▶ _Assignment A_: In the lab text on the Fisher information matrix, what value is given to γ in the "true" parameter set?
▶ _Assignment B_: Reproduce the lab text starting with "We assumed the" and going on through "scientific computing library)", substituting "rapidly progressing" for "fast acting".

▶ _Source extract_:
+ + + +

# Lab: Fisher Information Matrix and Profile Likehihood
### Jessica Conrad, MSPH
### MSRI Summer School on Algebraic Geometry July 2022 (Part 2)

#### Based off of the Parameter Estimation Lab by Dr. Marisa Eisenberg found [here](https://epimath.org/epid-814-materials/Labs/EstimationLab/) and [here](https://epimath.org/epid-814-materials/Labs/IdentifiabilityUncertainty/IdentifiablilityUncertaintyLab.html)

# Part 1: Recall our model

Here we resume our exploration of the following model:
$$
\begin{align}
\frac{dS}{dt} & = \mu -\beta SI - \mu S\\     
\frac{dI}{dt} & = \beta SI - \gamma I -\mu I \\ 
\frac{dR}{dt} & = \gamma I - \mu R,             
\end{align}
$$
with measurement equation $y = k I$. In this case we are using the reparameterized model where we use the following definition:
* **S(t)** : susceptible fraction of the population at time *t*
* **I(t)** : infected fraction of the population at time *t*
* **R(t)** : removed fraction of the population at time *t*
* __$\beta$__ : infection rate; expected number of secondary infections per time *t*
* __$\gamma$__ : recovery rate; $\frac{1}{\gamma}$ is average time a person is infectious/infected
* __$\mu$__ : death rate

We assumed the birth and death rates are slow enough to assume $\mu = 0$. This assumption is only valid for fast acting diseases.
As such, let's define our "true" parameter set such that $\beta = 0.4$, $\gamma = 0.25$, and $\kappa = 80000.$

Ok then we will provide for you the code we generated last session:

In [15]:
#### Import the relevant libraries ####
from math import *                         # useful math functions
import numpy as np                         # useful array objects 
                                           # (also a core scientific computing library)

+ + + +

▶ _Supplied records_:
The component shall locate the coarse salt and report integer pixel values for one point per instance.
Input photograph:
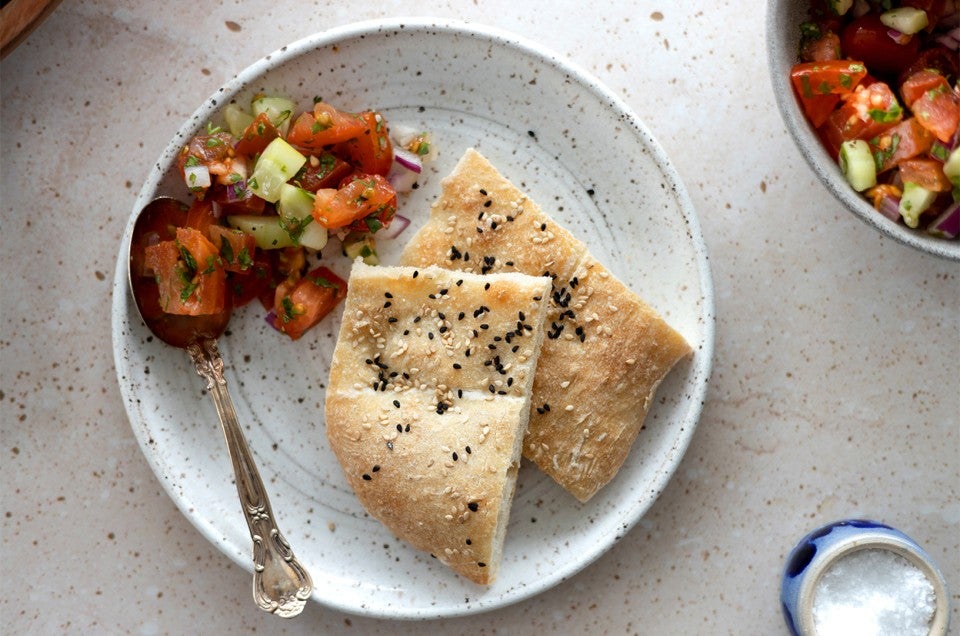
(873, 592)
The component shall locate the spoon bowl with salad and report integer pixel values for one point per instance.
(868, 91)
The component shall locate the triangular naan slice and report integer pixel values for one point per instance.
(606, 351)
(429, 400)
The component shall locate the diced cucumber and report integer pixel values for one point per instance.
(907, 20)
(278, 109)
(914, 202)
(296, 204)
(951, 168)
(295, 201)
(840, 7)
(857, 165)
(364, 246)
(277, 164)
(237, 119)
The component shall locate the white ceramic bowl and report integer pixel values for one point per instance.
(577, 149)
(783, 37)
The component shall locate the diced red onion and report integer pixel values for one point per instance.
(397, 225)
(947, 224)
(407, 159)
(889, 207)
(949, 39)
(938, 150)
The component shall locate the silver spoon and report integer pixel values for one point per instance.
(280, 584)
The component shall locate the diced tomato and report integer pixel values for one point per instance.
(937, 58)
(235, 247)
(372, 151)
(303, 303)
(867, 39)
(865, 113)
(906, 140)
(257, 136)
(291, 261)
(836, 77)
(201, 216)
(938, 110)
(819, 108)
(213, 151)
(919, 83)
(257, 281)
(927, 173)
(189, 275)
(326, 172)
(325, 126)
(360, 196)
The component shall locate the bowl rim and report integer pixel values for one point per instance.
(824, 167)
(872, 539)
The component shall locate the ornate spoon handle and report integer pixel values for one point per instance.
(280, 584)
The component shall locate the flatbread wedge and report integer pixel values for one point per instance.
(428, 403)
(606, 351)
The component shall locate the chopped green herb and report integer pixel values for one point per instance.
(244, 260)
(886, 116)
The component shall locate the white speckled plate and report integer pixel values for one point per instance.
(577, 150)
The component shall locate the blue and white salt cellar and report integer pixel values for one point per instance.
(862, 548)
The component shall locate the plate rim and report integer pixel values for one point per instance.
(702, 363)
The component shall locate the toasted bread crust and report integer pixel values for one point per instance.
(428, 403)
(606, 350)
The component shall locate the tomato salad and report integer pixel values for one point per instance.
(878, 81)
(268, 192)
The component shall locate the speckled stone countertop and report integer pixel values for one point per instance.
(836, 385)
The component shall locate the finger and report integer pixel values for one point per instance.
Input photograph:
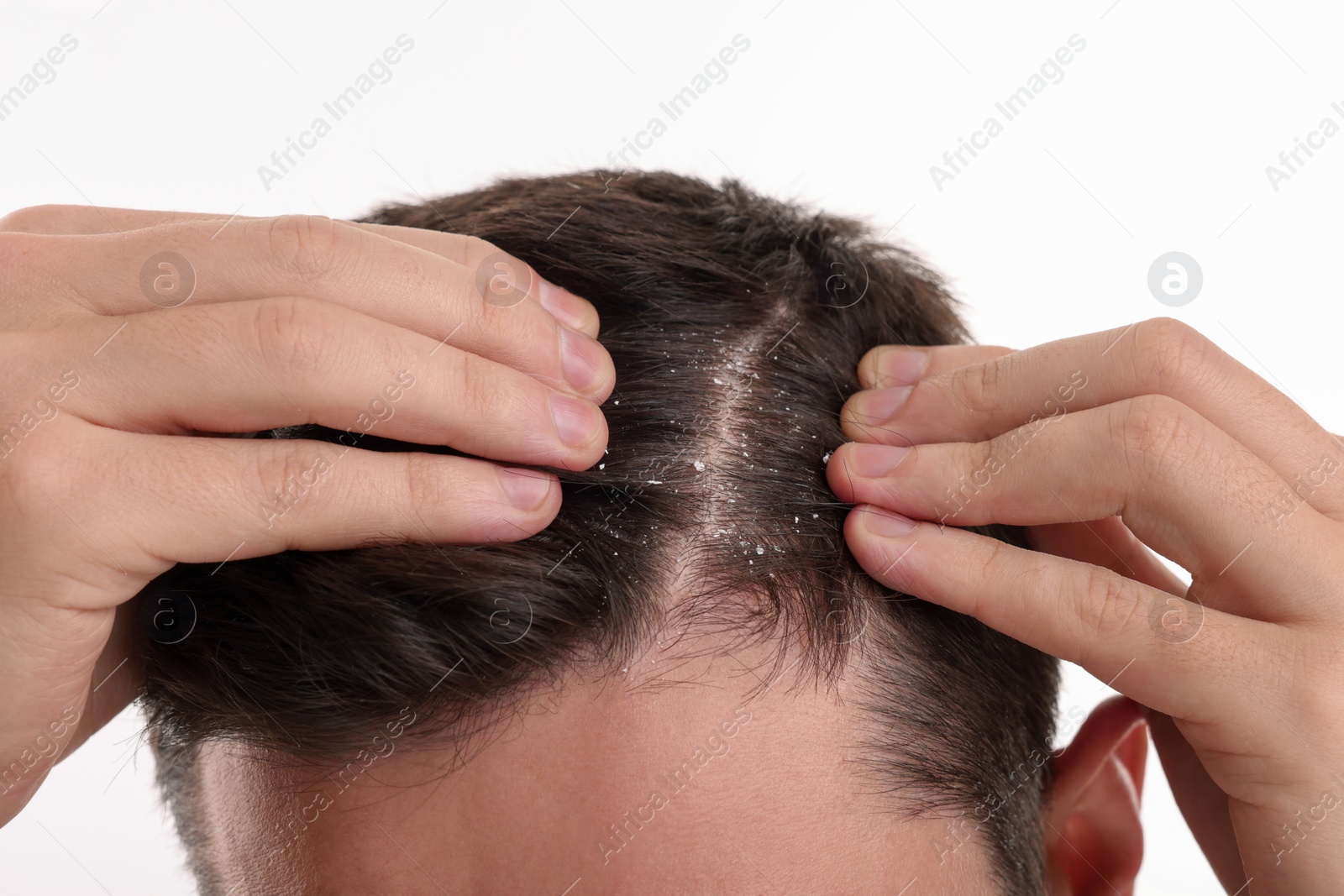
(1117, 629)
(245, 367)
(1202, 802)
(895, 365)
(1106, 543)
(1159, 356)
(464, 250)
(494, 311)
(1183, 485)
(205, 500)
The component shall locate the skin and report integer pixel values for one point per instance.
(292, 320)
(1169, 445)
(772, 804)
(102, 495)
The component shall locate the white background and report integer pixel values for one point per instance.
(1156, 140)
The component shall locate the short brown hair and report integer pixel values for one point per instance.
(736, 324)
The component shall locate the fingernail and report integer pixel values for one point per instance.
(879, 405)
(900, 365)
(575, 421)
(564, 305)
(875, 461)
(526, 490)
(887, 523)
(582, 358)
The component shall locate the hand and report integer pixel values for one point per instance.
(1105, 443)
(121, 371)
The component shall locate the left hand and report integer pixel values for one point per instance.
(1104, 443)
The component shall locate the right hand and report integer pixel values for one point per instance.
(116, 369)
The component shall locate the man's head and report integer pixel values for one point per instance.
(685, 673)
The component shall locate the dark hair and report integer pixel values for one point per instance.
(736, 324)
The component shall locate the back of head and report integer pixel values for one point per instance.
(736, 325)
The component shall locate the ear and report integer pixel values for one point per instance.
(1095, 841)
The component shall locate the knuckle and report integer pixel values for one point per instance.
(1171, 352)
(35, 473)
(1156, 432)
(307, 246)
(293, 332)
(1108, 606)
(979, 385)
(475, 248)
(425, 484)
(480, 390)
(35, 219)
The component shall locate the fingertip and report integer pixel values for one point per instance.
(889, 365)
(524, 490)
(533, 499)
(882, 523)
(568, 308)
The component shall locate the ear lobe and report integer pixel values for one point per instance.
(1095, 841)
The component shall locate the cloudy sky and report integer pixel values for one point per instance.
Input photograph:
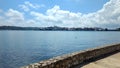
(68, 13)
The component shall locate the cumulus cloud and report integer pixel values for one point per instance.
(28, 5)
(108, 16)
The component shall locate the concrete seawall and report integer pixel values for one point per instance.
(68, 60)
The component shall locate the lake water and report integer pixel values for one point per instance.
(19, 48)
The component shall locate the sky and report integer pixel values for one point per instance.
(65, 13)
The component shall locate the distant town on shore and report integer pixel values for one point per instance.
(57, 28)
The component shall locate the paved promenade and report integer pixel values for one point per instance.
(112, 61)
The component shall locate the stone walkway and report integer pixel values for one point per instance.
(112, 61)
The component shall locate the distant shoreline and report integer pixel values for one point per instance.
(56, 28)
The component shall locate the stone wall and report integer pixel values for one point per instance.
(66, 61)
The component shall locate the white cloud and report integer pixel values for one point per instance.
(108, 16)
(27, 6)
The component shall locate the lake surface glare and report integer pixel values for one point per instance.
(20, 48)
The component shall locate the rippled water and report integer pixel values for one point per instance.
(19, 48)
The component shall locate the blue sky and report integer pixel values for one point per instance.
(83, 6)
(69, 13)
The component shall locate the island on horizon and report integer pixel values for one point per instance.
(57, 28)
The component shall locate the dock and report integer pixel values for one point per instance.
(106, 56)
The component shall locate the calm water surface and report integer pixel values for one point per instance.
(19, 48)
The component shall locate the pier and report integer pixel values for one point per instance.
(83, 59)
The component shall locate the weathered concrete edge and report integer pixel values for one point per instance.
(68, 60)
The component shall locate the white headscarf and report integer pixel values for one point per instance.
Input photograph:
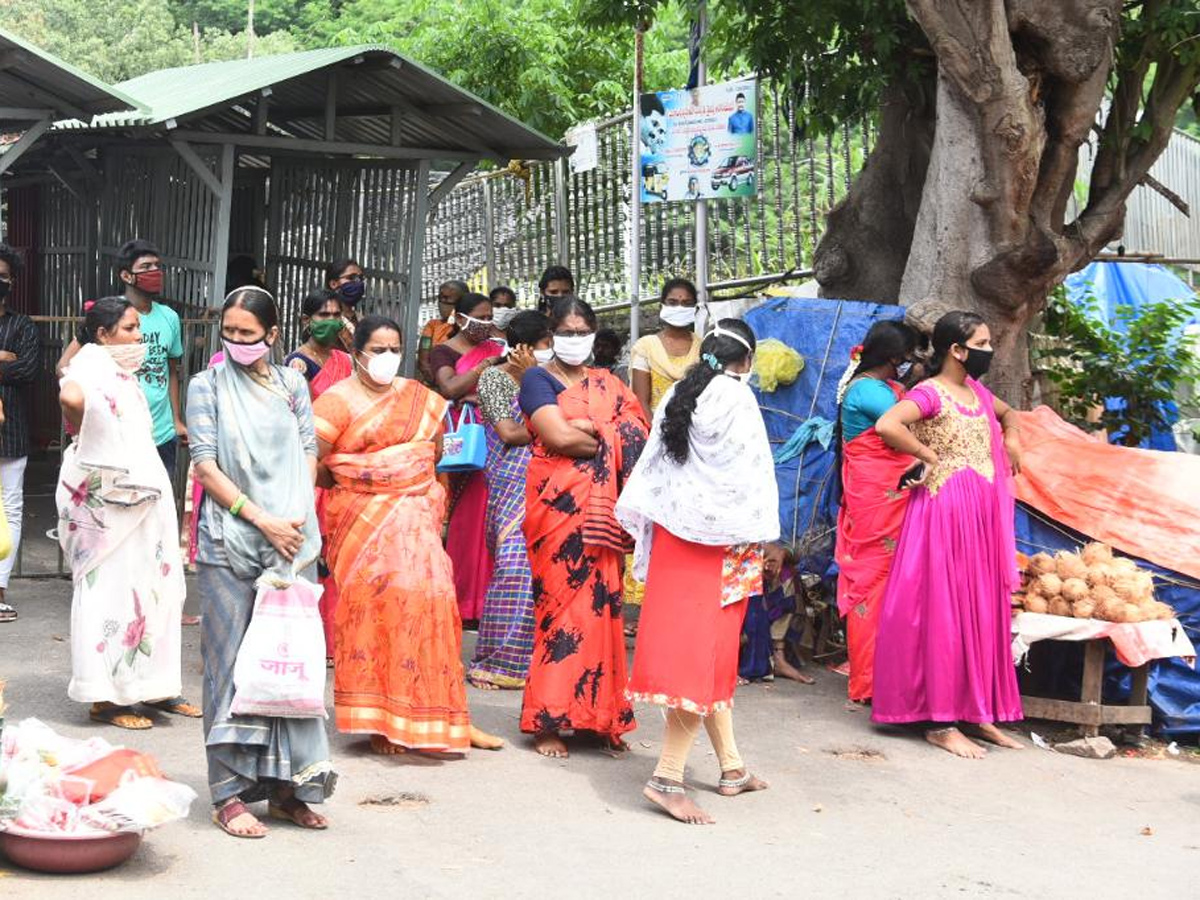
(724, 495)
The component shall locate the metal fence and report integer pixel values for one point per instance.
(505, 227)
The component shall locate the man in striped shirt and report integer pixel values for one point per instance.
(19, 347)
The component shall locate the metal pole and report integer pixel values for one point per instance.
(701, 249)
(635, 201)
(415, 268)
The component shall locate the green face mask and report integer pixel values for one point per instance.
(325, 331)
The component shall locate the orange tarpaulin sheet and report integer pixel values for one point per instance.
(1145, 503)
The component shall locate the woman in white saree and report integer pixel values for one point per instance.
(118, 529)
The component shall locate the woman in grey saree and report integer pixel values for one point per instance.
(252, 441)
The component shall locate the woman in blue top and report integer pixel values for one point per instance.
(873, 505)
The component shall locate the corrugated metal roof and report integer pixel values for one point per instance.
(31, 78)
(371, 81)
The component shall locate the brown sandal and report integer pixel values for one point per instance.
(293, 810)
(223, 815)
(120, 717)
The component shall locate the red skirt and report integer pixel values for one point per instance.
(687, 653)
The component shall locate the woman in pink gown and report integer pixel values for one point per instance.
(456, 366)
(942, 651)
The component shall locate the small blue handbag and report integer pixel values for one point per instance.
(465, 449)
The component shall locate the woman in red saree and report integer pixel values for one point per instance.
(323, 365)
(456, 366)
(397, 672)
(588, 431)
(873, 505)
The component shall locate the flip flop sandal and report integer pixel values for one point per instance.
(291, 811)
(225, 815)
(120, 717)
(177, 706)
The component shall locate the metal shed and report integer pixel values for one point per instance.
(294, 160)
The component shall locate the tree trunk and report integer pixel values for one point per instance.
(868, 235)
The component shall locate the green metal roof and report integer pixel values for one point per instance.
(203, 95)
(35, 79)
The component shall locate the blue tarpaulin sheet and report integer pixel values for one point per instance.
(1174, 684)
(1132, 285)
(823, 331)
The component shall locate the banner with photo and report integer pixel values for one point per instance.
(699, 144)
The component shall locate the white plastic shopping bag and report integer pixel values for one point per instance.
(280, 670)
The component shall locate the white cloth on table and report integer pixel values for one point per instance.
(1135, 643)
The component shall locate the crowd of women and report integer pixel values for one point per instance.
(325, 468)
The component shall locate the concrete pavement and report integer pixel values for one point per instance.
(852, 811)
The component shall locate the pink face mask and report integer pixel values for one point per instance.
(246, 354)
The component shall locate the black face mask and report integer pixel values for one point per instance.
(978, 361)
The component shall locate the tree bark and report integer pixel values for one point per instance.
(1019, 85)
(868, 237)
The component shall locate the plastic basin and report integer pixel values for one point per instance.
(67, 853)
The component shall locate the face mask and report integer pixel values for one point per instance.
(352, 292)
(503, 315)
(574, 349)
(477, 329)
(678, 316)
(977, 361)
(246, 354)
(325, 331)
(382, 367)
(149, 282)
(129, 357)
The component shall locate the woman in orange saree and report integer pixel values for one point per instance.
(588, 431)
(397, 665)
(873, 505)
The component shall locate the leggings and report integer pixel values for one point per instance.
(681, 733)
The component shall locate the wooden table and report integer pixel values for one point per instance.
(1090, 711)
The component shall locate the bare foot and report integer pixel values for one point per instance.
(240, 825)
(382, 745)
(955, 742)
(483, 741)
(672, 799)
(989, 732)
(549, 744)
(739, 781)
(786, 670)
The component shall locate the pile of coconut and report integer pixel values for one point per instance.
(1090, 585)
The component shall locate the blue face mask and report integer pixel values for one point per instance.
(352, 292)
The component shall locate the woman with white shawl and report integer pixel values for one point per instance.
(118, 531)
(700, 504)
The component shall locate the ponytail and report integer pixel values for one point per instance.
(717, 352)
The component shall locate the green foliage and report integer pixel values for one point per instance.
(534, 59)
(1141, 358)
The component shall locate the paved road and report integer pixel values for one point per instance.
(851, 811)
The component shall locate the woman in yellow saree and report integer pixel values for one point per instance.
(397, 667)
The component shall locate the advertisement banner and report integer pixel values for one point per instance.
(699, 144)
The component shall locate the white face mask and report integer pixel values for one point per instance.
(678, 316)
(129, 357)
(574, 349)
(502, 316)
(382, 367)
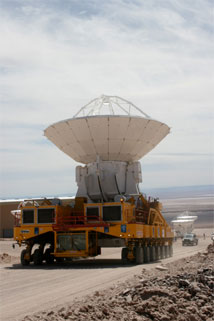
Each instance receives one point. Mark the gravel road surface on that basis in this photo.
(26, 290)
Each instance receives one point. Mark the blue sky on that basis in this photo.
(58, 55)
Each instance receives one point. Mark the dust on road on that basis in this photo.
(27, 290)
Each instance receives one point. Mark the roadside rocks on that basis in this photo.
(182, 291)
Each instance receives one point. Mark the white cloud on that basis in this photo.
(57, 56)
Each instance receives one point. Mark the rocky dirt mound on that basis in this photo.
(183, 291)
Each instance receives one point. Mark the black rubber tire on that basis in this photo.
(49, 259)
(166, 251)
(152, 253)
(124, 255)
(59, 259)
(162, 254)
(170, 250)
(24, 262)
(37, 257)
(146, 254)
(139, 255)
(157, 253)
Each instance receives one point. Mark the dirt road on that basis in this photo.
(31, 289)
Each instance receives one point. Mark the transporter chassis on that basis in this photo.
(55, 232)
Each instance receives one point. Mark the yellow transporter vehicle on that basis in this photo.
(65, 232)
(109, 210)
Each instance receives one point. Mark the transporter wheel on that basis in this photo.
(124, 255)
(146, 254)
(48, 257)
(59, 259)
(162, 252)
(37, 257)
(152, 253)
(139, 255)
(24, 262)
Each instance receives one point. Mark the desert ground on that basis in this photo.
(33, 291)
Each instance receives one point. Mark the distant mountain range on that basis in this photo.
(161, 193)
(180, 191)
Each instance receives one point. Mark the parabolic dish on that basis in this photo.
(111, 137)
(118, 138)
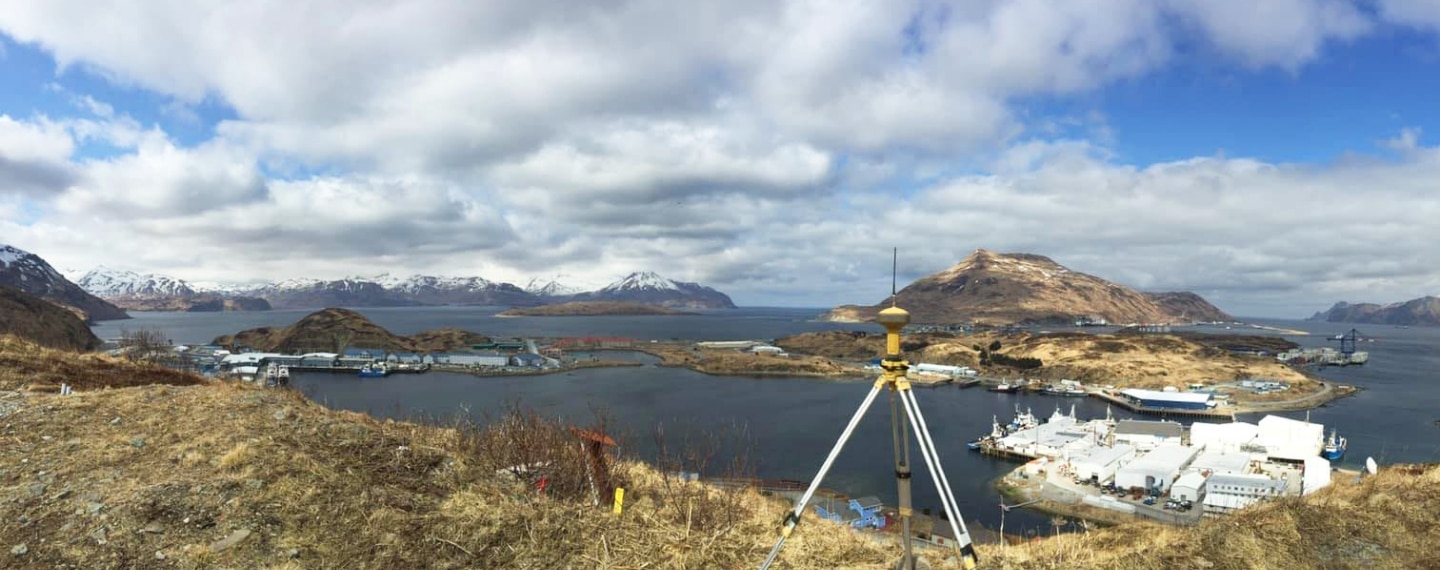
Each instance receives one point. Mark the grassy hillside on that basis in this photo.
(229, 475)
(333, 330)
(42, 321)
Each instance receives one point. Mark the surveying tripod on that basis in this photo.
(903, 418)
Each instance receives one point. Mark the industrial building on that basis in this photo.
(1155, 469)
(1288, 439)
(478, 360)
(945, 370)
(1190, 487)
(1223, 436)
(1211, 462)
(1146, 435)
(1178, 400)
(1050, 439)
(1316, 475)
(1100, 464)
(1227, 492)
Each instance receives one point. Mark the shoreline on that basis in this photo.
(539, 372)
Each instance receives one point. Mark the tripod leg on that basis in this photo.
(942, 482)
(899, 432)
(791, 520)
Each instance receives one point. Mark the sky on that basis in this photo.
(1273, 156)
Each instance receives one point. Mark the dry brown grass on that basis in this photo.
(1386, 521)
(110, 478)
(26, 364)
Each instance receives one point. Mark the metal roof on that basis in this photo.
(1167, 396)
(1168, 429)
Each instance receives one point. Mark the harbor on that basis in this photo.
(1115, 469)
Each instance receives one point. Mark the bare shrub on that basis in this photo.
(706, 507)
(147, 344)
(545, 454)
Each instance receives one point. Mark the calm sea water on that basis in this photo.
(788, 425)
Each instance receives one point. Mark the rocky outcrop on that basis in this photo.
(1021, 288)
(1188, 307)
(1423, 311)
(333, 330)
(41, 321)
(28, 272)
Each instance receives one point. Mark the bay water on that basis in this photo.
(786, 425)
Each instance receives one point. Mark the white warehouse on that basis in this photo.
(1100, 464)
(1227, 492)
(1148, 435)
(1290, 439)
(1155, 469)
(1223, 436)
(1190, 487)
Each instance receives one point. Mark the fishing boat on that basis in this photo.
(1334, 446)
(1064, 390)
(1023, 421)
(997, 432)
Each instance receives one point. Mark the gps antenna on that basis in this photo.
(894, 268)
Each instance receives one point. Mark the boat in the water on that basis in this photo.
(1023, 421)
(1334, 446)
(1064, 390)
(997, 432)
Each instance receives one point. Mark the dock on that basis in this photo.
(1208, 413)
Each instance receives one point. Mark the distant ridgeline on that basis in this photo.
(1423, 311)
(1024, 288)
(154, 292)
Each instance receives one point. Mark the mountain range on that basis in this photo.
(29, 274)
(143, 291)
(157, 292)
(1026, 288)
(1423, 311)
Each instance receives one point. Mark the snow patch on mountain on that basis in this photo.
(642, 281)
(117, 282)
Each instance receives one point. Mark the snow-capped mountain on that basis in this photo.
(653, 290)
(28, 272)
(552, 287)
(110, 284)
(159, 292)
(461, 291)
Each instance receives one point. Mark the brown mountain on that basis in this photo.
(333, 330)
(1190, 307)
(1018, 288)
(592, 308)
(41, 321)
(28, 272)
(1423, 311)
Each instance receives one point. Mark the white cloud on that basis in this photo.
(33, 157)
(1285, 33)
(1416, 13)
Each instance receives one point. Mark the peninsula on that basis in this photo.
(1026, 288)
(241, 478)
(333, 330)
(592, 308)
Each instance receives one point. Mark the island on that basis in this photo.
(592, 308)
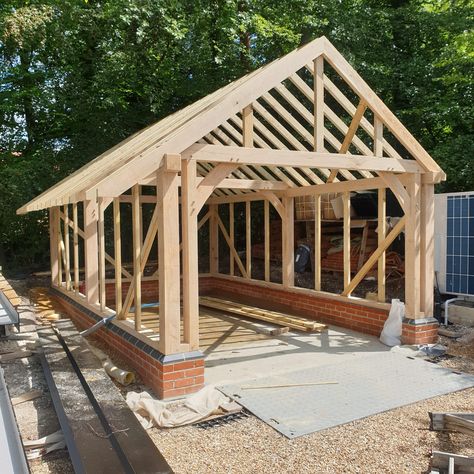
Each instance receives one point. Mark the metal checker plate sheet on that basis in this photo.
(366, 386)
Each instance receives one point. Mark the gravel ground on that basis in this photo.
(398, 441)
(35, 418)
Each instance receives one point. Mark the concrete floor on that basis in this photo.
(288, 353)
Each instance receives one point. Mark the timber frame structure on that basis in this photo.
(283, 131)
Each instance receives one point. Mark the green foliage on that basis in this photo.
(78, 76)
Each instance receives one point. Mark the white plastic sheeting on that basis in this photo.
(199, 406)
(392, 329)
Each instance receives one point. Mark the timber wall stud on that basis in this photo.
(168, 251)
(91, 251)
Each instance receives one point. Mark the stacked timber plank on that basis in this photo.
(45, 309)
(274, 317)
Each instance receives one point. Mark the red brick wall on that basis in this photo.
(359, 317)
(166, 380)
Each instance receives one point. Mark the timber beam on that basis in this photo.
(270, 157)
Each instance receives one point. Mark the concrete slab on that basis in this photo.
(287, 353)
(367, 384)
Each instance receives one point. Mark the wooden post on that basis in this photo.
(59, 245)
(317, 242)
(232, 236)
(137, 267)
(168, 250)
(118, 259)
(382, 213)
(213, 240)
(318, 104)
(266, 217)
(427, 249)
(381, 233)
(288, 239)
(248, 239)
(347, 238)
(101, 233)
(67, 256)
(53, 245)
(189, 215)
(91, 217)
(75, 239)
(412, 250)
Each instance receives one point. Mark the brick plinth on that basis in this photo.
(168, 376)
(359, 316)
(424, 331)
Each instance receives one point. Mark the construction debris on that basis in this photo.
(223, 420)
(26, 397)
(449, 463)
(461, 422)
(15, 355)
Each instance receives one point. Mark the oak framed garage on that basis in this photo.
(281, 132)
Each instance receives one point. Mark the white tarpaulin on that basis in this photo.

+ + + +

▶ _Worked solution A_: γ = 0.25

▶ _Worked solution B_:
We assumed the birth and death rates are slow enough to assume $\mu = 0$. This assumption is only valid for rapidly progressing diseases.
As such, let's define our "true" parameter set such that $\beta = 0.4$, $\gamma = 0.25$, and $\kappa = 80000.$

Ok then we will provide for you the code we generated last session:

In [15]:
#### Import the relevant libraries ####
from math import *                         # useful math functions
import numpy as np                         # useful array objects 
                                           # (also a core scientific computing library)